DOCUMENT EXTRACT:

Start

Short answer:
You can use the ast module to add the yield statements automatically. If you don't want to code it up yourself, you can also use yieldifier - a project which I created for the express purpose of answering this question.
Long answer:
Unfortunately, I can't think of a "truly clean" way of doing what you want, but I can at least think of a few automated and less intrusive ways of adding the yield statements, without having to worry about actually adding them to the source code. (Disclaimer for the inevitable nitpickers: yield is an expression (since Python 2.5, anyway), but I use the term "yield statement" to refer to expression statements with yield as the sole expression)
The first method is modifying the AST (Abstract Syntax Tree), and the second one is modifying the bytecode. Modifying the AST is easier, but you need access to the source code to generate the AST. Modifying the bytecode is significantly harder, the details change between Python versions (well, that's true for the AST too, strictly speaking, but to a much lesser degree), and bytecode is an implementation detail of cpython, but you don't need access to the source code, and it's possible to do execution one bytecode at a time in addition to one line at a time, should you want it.

End

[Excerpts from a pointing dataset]
Start

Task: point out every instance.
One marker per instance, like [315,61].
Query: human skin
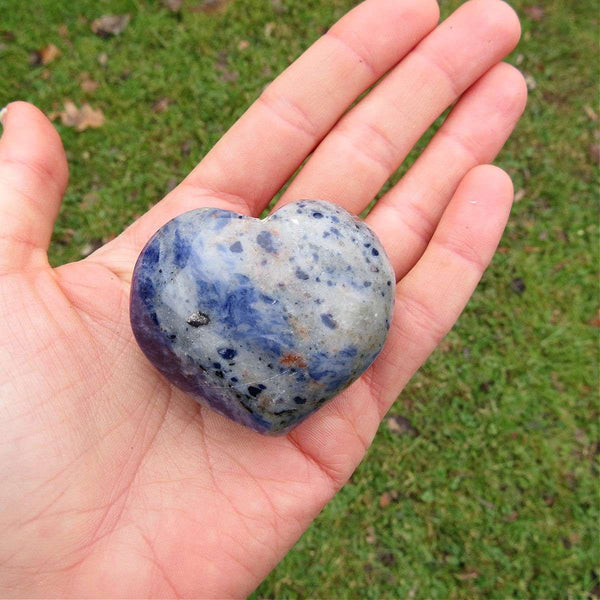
[114,483]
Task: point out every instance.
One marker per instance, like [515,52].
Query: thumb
[33,178]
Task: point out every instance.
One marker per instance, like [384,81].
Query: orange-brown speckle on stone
[292,360]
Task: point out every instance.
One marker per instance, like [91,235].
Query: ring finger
[370,142]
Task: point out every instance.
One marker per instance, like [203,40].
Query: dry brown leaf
[173,5]
[81,118]
[535,13]
[49,53]
[401,426]
[161,105]
[108,25]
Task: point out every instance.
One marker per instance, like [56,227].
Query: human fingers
[369,143]
[33,178]
[474,132]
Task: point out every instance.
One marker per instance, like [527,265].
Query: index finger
[270,141]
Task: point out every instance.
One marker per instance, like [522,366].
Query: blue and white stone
[263,320]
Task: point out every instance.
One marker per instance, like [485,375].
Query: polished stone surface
[263,320]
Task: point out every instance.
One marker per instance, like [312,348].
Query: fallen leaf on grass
[590,112]
[108,25]
[49,53]
[161,105]
[81,118]
[401,426]
[535,13]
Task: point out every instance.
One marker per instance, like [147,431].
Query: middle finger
[370,142]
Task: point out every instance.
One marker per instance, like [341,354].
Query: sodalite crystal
[263,320]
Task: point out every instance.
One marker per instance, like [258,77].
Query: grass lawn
[489,487]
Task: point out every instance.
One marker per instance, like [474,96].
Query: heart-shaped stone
[263,320]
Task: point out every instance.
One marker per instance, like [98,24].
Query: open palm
[114,483]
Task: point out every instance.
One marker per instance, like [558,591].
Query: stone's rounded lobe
[263,320]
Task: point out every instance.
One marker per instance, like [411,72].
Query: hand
[116,484]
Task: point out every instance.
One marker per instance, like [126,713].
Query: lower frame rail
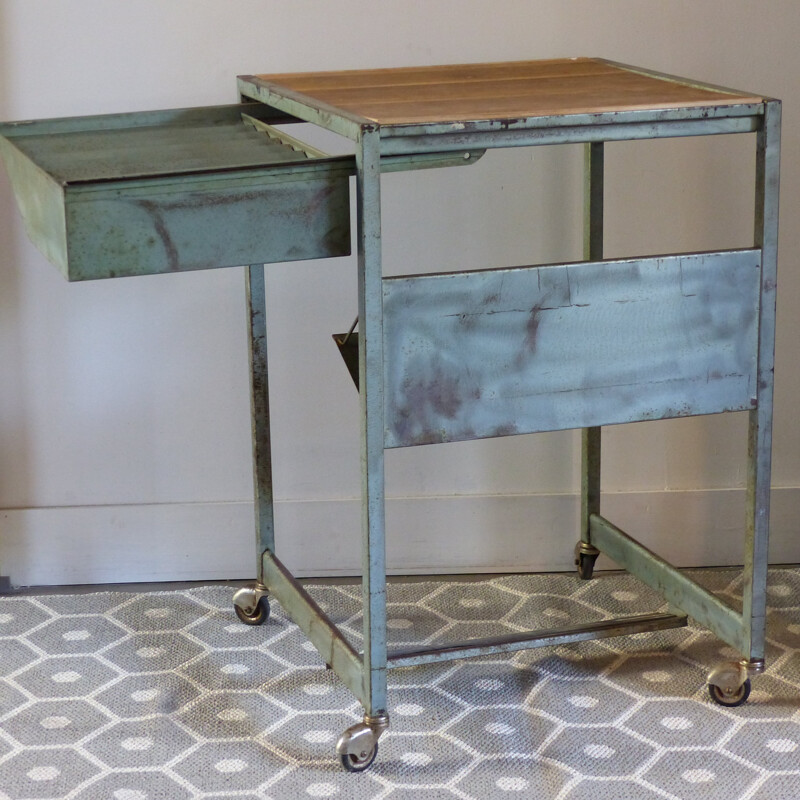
[675,587]
[522,641]
[315,624]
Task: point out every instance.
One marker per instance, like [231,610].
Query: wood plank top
[499,91]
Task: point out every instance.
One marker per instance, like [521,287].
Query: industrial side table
[448,356]
[455,356]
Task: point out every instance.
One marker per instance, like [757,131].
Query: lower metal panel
[509,351]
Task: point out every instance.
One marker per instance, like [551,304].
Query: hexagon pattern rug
[167,696]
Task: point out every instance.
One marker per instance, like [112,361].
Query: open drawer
[167,191]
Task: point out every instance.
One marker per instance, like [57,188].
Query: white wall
[124,421]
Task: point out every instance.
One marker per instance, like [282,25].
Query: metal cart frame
[365,674]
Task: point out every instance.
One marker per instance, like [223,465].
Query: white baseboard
[494,533]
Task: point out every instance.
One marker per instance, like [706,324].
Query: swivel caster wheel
[358,762]
[251,605]
[729,684]
[585,558]
[358,745]
[730,698]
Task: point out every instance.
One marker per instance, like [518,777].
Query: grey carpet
[118,696]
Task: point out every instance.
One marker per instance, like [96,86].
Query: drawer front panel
[497,352]
[201,223]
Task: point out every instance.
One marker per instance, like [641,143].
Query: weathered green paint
[255,294]
[674,586]
[185,190]
[623,626]
[315,624]
[591,438]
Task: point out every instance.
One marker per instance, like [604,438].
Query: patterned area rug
[120,696]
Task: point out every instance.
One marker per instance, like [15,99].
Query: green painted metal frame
[744,631]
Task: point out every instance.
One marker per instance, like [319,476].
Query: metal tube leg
[586,553]
[250,602]
[760,428]
[370,342]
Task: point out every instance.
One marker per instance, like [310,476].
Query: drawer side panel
[499,352]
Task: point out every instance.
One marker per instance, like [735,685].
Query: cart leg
[729,683]
[585,552]
[358,745]
[250,602]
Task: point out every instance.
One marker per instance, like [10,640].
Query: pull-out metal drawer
[167,191]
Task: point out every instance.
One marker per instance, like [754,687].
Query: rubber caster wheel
[360,762]
[730,699]
[585,564]
[258,617]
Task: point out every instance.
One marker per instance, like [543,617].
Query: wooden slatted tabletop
[500,91]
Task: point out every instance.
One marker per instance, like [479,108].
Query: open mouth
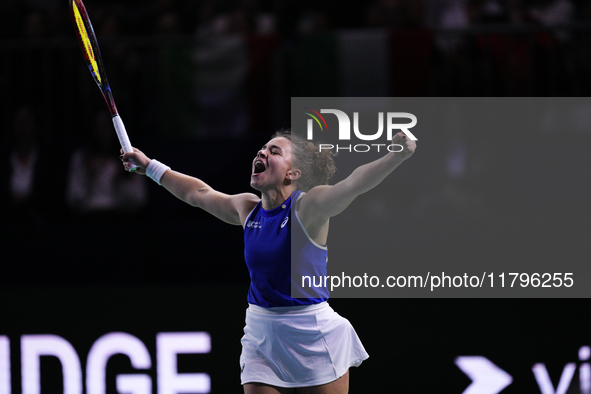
[259,167]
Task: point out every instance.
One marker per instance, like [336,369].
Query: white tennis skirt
[298,346]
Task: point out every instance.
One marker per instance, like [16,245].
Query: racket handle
[124,139]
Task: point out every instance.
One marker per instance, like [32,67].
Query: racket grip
[124,140]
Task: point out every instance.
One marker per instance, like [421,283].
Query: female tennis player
[290,345]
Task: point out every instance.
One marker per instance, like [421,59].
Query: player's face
[271,165]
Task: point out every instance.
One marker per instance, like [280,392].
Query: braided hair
[317,166]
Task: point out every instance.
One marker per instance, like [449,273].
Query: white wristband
[155,170]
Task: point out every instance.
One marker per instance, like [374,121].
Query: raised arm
[232,209]
[324,202]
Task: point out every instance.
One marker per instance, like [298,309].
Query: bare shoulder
[311,203]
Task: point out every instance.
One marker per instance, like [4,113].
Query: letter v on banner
[544,382]
[4,365]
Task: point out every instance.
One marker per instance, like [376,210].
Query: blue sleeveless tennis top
[270,237]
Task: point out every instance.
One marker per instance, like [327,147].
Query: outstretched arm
[231,209]
[324,202]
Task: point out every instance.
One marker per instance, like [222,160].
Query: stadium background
[200,86]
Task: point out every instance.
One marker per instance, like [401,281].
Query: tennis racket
[92,55]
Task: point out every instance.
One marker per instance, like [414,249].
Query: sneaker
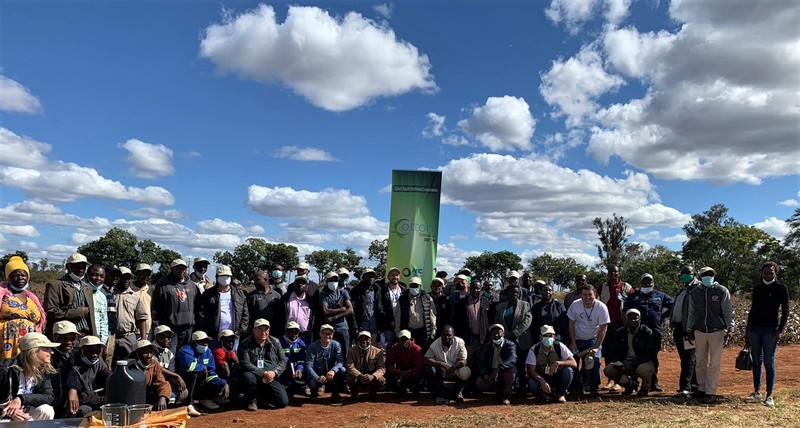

End

LIST OF TASKS:
A - Please report each line of the records containing the word "blue", and treat uppercase and lowercase as distinct.
B - Continue the forum answer on adding yield statements to Python code, picking up after its final sentence.

THE RESPONSES:
A -
Query: blue and white stone
Query: blue sleeveless tennis top

B -
The AST method
Getting the AST for your function
The first step to using the AST method is getting hold of the source code. You can do this however you wish (whatever is easiest depending on your situation), eg. by reading the source file directly, if you already know the path, or using inspect.getsource() (but I'd personally get the source for the whole module instead of just the target function, to avoid relying on the line number information being correct).
After you have the source code, you can get the AST and locate the target function with something like this:
# Parse the source to an AST
mod_tree = ast.parse(source)
# Locate all the top-level functions in the module's tree
func_trees = {obj.name: obj for obj in mod_tree.body if isinstance(obj, ast.FunctionDef)}
# Get the AST of target_func
func_tree = func_trees['target_func']
Now you have the AST for your function; Next, you want to add the yield statements to the AST.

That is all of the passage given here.